*What the task requires:* Display every line of the records below that contains the string "blue". Case counts.

□ □ □ □ □

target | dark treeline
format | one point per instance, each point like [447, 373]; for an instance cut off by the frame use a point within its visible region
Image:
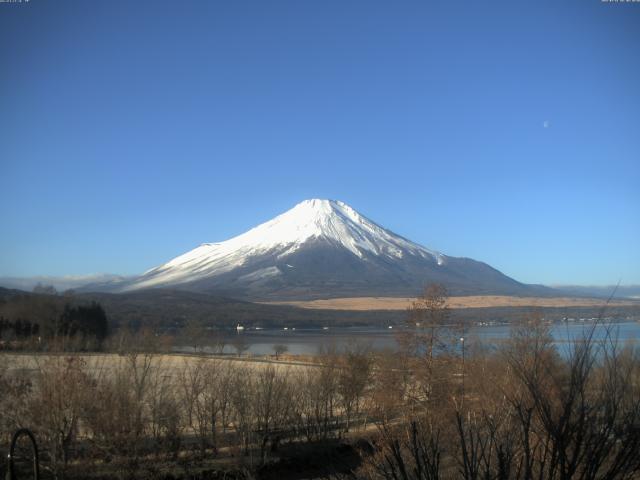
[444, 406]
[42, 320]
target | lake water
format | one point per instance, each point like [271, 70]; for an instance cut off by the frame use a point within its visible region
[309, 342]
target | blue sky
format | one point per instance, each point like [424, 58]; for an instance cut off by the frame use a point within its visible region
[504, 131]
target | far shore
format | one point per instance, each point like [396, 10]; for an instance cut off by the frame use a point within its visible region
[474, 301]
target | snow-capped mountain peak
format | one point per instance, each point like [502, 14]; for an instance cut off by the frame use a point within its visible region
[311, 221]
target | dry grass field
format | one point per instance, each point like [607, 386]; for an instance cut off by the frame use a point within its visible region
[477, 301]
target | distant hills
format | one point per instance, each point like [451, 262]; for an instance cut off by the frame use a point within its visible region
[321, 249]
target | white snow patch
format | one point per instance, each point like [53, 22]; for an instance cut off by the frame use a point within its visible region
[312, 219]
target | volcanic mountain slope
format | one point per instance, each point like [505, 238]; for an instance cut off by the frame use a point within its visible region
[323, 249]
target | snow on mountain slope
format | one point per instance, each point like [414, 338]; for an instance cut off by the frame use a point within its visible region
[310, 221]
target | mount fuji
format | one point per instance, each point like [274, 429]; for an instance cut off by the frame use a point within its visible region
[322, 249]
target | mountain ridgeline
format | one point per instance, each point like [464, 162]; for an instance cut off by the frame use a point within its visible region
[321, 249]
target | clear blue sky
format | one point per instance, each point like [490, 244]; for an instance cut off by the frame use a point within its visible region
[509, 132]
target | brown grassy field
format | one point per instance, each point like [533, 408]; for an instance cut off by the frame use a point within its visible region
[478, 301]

□ □ □ □ □

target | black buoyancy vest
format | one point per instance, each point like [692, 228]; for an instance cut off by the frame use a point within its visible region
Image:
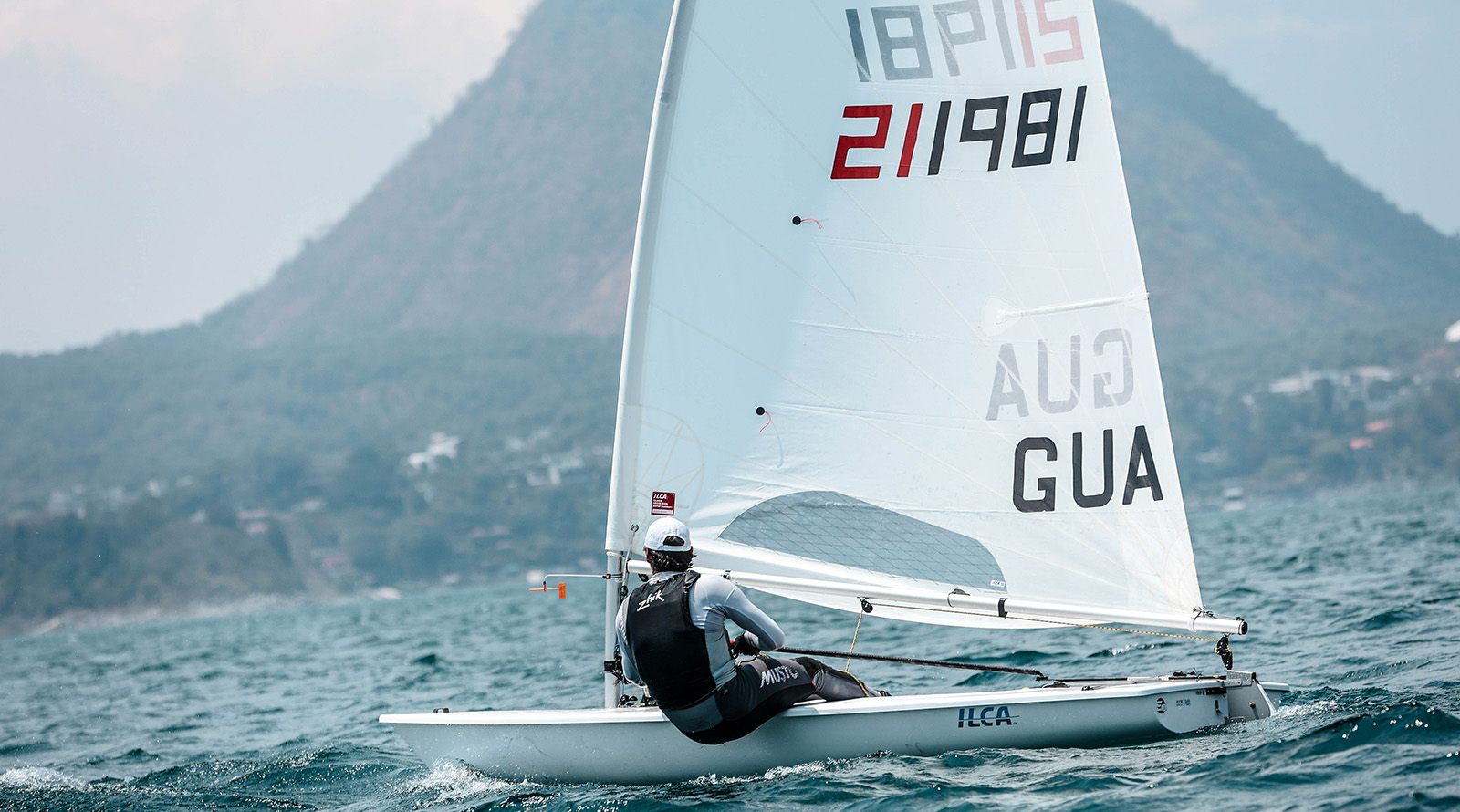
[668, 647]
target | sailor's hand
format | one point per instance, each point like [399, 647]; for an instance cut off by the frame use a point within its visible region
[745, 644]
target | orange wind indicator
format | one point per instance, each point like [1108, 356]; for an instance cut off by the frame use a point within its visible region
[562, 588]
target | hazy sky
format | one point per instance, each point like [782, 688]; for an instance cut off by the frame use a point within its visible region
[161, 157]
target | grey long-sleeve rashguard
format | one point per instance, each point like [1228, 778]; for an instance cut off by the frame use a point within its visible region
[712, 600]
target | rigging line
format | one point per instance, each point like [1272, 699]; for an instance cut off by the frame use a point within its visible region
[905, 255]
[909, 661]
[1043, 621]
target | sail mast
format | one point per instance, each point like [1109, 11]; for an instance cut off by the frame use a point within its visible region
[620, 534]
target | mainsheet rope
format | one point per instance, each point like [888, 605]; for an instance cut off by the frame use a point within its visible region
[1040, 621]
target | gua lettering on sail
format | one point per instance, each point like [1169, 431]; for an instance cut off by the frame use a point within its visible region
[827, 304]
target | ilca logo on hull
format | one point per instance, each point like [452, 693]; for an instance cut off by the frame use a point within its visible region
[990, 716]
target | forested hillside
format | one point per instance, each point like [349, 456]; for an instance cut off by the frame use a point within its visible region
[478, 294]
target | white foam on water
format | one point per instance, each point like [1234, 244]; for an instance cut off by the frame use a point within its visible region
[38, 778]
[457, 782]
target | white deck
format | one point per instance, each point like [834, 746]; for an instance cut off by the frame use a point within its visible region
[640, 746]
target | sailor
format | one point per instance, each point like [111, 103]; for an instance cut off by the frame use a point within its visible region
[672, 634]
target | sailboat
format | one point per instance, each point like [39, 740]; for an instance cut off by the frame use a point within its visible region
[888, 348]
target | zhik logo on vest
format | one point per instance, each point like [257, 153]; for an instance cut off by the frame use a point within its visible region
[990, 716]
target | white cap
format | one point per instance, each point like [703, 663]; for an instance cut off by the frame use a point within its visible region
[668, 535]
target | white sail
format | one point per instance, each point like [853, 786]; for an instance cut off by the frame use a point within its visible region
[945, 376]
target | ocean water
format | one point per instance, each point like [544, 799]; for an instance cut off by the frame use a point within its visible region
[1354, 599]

□ □ □ □ □

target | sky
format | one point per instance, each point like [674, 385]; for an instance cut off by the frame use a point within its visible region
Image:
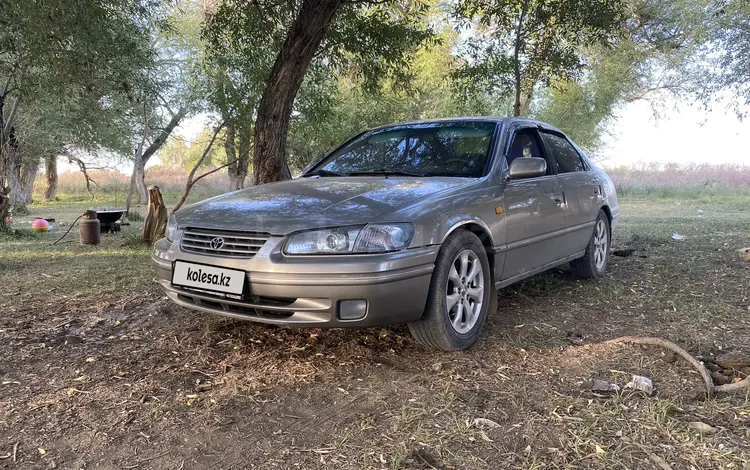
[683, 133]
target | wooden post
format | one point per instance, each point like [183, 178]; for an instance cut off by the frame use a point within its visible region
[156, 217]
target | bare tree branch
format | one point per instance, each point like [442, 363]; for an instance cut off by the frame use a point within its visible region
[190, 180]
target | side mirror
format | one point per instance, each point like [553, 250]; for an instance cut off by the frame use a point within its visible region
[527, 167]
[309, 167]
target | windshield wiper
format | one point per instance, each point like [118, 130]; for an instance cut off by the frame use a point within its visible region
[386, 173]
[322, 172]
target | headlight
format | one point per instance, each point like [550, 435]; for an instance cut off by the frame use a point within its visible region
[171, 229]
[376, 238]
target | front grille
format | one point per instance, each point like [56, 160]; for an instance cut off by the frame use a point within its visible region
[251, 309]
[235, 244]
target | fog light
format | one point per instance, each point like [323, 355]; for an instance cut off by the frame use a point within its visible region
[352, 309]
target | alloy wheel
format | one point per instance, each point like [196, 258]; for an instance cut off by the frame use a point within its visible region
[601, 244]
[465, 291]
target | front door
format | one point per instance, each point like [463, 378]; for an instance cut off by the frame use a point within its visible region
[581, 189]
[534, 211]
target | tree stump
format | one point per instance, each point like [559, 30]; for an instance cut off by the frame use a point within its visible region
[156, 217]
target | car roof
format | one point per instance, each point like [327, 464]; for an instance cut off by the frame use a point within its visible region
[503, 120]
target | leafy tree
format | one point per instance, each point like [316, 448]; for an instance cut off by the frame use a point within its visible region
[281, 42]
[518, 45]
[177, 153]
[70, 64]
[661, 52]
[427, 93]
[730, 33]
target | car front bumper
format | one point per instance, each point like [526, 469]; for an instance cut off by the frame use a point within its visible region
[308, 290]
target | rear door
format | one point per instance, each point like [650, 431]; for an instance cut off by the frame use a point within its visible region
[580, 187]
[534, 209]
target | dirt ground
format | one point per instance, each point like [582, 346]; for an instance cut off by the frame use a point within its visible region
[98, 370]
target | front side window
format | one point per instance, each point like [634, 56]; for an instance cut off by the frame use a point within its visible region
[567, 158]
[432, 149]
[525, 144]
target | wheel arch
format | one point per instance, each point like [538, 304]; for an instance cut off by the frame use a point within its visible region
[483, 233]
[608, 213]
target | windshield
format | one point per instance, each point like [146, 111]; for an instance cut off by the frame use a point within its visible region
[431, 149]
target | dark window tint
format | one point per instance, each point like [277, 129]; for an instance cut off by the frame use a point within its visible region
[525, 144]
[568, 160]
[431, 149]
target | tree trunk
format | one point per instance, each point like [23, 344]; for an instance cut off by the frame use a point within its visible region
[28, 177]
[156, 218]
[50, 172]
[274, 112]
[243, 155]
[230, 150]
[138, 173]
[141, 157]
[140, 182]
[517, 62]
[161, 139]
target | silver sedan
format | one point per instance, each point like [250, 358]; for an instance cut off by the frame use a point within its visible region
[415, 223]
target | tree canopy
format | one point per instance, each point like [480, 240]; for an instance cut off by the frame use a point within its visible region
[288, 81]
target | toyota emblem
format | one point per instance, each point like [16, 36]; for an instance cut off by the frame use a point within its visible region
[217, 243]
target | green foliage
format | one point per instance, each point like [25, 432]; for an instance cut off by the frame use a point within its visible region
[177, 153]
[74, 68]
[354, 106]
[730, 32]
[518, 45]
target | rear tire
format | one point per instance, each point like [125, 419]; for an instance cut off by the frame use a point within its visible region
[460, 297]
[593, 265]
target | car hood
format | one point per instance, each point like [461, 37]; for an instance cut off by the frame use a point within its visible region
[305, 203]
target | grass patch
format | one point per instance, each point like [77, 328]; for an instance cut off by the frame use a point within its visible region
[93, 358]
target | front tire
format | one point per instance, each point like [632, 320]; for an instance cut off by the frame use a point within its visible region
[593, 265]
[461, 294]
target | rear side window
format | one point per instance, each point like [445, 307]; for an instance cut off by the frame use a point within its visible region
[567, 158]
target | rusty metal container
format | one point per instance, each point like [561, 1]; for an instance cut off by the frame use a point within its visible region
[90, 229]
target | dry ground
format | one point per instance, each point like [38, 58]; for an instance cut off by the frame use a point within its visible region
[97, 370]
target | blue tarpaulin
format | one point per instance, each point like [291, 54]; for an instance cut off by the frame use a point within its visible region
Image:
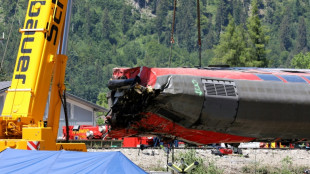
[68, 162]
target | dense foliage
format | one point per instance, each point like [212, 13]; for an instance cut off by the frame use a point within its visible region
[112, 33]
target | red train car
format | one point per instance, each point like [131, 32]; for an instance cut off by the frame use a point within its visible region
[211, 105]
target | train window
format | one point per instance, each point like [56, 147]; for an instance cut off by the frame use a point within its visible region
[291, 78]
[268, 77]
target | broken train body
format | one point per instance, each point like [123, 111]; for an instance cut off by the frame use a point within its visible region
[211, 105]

□ □ □ □ □

*Reply to the exercise:*
target | blue sky
target | clear blue sky
target | blue tarpaulin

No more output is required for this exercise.